Most of the HPHT rough used for jewellery manufacturing is imported from China. CVD equipment cost is lower than HPHT equipment. India exports mainly CVD diamonds and diamond studded diamond-set jewellery using both HPHT and CVD diamonds.
LGD Technology landscape:
WD Lab Grown Diamonds (alias M7D Corporation) is the exclusive licensee of a portfolio of patents covering single crystal CVD diamond growth technology developed by The Carnegie Institution of Washington.
- Patent No. 6,858,078 (February 2005) – covers CVD diamond growth using microwave-plasma
- Carnegie patent RE41,189 (April 2010) – reflects a high-pressure, high-temperature annealing process that improves a diamond’s visual qualities
Seki Diamonds (Cornes Tech) is possibly the biggest/advanced manufacturer of microwave plasma CVD systems. LCD reactor typically costs $175,000.
Also, Seki has expertise in diamond seeds which is one critical component for output quality.

» STATED PROBLEM
Continue the passage on lab-grown diamond manufacturing, starting after its last sentence.

» PROVIDED INFORMATION

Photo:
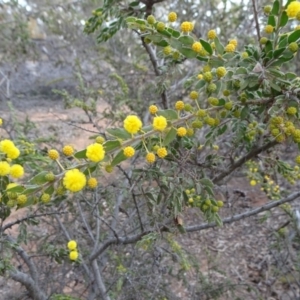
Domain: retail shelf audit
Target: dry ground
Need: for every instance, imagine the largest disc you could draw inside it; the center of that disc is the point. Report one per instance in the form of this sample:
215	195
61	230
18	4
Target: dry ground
241	251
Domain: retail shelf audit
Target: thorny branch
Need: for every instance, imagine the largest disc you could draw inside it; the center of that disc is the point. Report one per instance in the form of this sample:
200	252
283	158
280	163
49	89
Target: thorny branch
134	238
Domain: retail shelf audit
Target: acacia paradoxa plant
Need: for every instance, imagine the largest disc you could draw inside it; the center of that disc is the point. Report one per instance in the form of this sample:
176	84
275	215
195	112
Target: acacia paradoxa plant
245	96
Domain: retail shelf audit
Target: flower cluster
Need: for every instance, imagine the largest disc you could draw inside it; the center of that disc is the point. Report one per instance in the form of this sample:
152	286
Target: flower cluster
73	252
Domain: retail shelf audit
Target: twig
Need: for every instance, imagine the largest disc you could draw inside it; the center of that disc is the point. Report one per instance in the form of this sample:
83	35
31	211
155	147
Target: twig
247	214
9	225
244	159
256	21
134	238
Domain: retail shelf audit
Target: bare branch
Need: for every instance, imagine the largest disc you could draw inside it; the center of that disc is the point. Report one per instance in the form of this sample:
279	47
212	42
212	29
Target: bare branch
134	238
9	225
29	283
244	159
245	215
256	21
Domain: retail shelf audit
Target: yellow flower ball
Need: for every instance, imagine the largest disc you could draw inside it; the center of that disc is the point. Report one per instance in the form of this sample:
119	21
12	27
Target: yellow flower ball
45	198
16	171
95	152
74	180
172	17
6	145
153	109
269	29
181	131
162	152
244	55
4	168
100	139
150	157
197	47
293	9
72	245
190	132
151	19
160	26
132	124
233	42
109	168
211	34
13	153
159	123
73	255
194	95
92	183
221	72
53	154
21	199
229	48
291	110
167	50
186	27
129	151
179	105
68	150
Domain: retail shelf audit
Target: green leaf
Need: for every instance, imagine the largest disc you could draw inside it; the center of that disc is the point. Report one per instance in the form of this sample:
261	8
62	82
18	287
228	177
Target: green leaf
268	47
169	114
244	112
175	43
218	220
200	84
221	102
16	189
272	21
276	72
134	3
31	189
162	43
118	158
49	190
181	229
207	47
284	19
219	85
222	129
281	61
80	154
119	133
171	135
202	58
111	145
155	38
130	20
188	53
290	76
275	8
294	37
39	178
219	46
241	70
206	182
174	33
275	86
165	33
186	40
288	2
278	52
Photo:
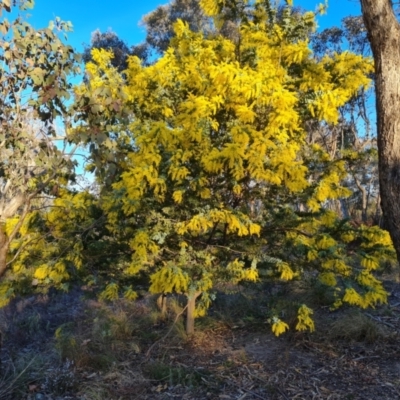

» REPLY TO THE TASK
Lab grown diamonds: Supplementary or substitute:
Industries tryst with synthetic diamond is not new. In late 80s, industry experimented with Cubic Zirconia and Moissanite. However, those were far behind on physical, chemical properties. A cubic zirconia does not contain carbon, so does not qualify as a diamond. Cubic zirconia is less hard and does not look quite the same to the naked eye, unlike a lab diamond, which has the same look and physical properties as a natural diamond. Diamonds score a perfect 10 on the Mohs scale of hardness, while moissanite is between 9-9.5, and cubic zirconia 8. The refractive index of cubic zirconia is lower than a diamond, 2.2 vs. 2.42. Moissanite actually has a higher refractive index (2.65 – 2.69)
However, Lab Grown Diamonds are ticking most of the boxes both on properties and 4C attributes of diamonds.
Diamond Purity grading:
- IA diamonds contain Nitrogen (N) atoms in clusters. Approximately 95% of natural diamonds are type Ia diamonds.
- IB diamonds contain Nitrogen (N)atoms as isolated atoms instead of clusters.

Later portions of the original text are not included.